==== Extrait
Au cours des dernières semaines, les responsables de la diplomatie étrangère de ces pays ont pu coordonner leurs efforts pour rapatrier leurs ressortissants respectifs dans un contexte des plus difficiles, discuter des mesures à prendre pour protéger la chaîne d’approvisionnement mondiale en biens essentiels, faciliter l’établissement de ponts aériens et protéger les routes maritimes.
La prolongation des permis de séjour pour les ressortissants qui n’ont pas été en mesure de rentrer dans leur pays fait maintenant partie de dossiers prioritaires.
« L’objectif, c’est de s’assurer que nos ressortissants ne se trouvent pas en violation technique de leur visa ou de leur permis de séjour. Il n’y a pas que des Canadiens qui pourraient se retrouver dans cette situation. Il y a aussi des Australiens, des Britanniques, des Français, etc. Cela fait partie des enjeux que l’on aborde ensemble », a indiqué M. Champagne dans une entrevue accordée à La Presse.
========
==== Données à examiner
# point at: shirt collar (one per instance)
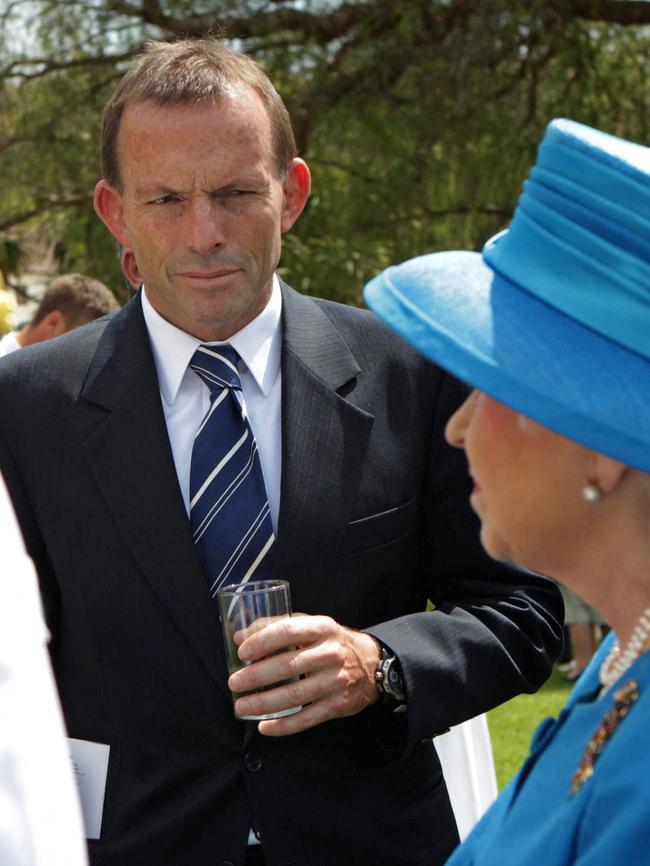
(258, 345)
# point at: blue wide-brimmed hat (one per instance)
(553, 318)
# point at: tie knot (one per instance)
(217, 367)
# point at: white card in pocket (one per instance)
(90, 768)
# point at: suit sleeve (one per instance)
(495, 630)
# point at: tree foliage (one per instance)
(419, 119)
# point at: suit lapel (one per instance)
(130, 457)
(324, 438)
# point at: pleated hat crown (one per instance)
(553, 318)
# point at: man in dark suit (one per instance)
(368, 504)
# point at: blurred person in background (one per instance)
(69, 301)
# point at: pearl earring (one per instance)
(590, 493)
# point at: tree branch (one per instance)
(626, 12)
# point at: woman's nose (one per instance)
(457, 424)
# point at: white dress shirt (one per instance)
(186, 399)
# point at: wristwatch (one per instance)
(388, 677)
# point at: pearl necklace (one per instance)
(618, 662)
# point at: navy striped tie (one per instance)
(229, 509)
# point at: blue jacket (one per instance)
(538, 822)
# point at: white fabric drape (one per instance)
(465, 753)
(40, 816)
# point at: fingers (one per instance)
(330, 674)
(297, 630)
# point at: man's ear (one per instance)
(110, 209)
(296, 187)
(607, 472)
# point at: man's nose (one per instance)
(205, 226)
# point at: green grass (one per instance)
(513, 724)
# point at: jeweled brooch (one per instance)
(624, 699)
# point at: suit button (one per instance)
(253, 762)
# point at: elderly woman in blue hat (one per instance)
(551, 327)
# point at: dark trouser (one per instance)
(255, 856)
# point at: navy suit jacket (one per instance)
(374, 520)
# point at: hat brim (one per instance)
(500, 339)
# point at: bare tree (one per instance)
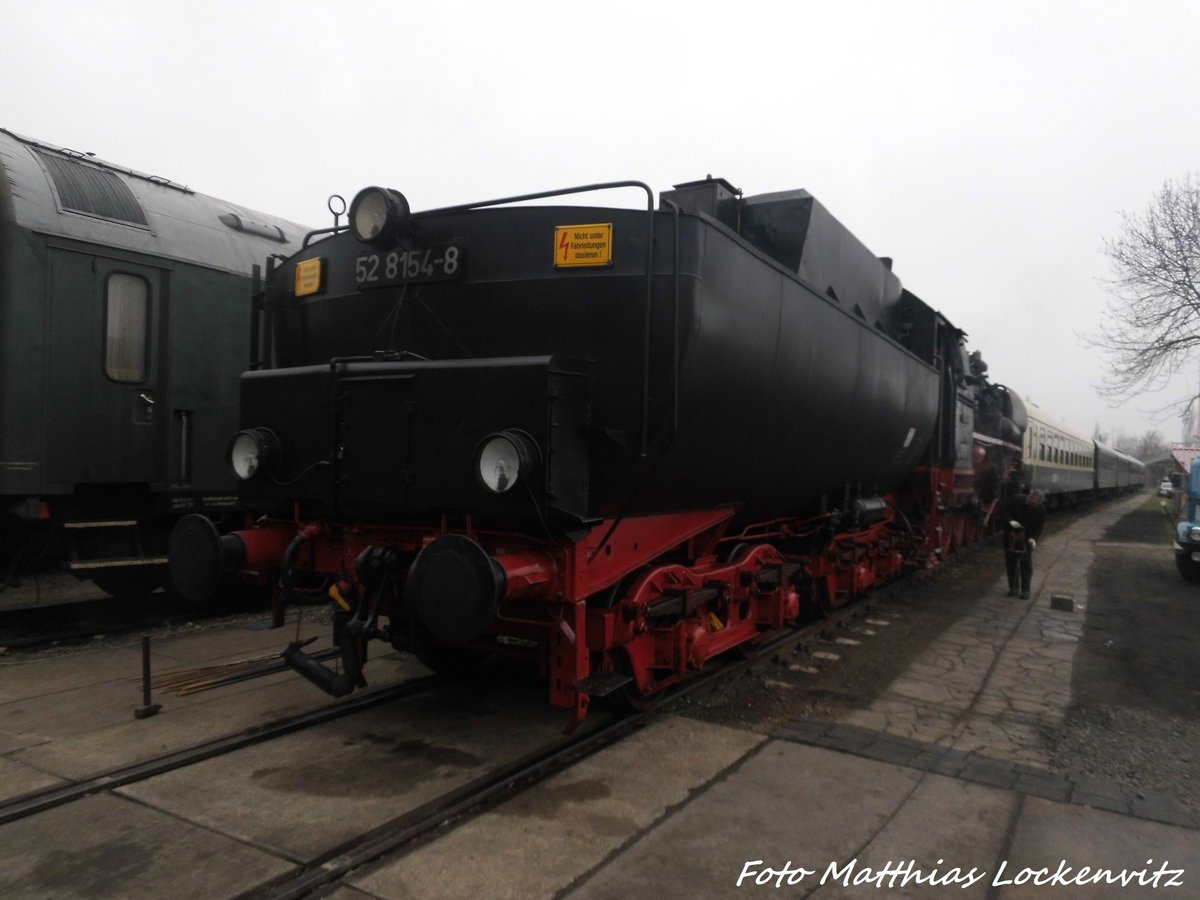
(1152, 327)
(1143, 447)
========
▸ Travail demandé:
[1] Recopiez le passage de l'extrait qui commence par « Au cours des » et se termine par « de dossiers prioritaires. ».
[2] D'après l'extrait, quel dossier fait désormais partie des dossiers prioritaires ?

▸ Résultats obtenus:
[1]
Au cours des dernières semaines, les responsables de la diplomatie étrangère de ces pays ont pu coordonner leurs efforts pour rapatrier leurs ressortissants respectifs dans un contexte des plus difficiles, discuter des mesures à prendre pour protéger la chaîne d’approvisionnement mondiale en biens essentiels, faciliter l’établissement de ponts aériens et protéger les routes maritimes.
La prolongation des permis de séjour pour les ressortissants qui n’ont pas été en mesure de rentrer dans leur pays fait maintenant partie de dossiers prioritaires.

[2] La prolongation des permis de séjour pour les ressortissants qui n'ont pas été en mesure de rentrer dans leur pays.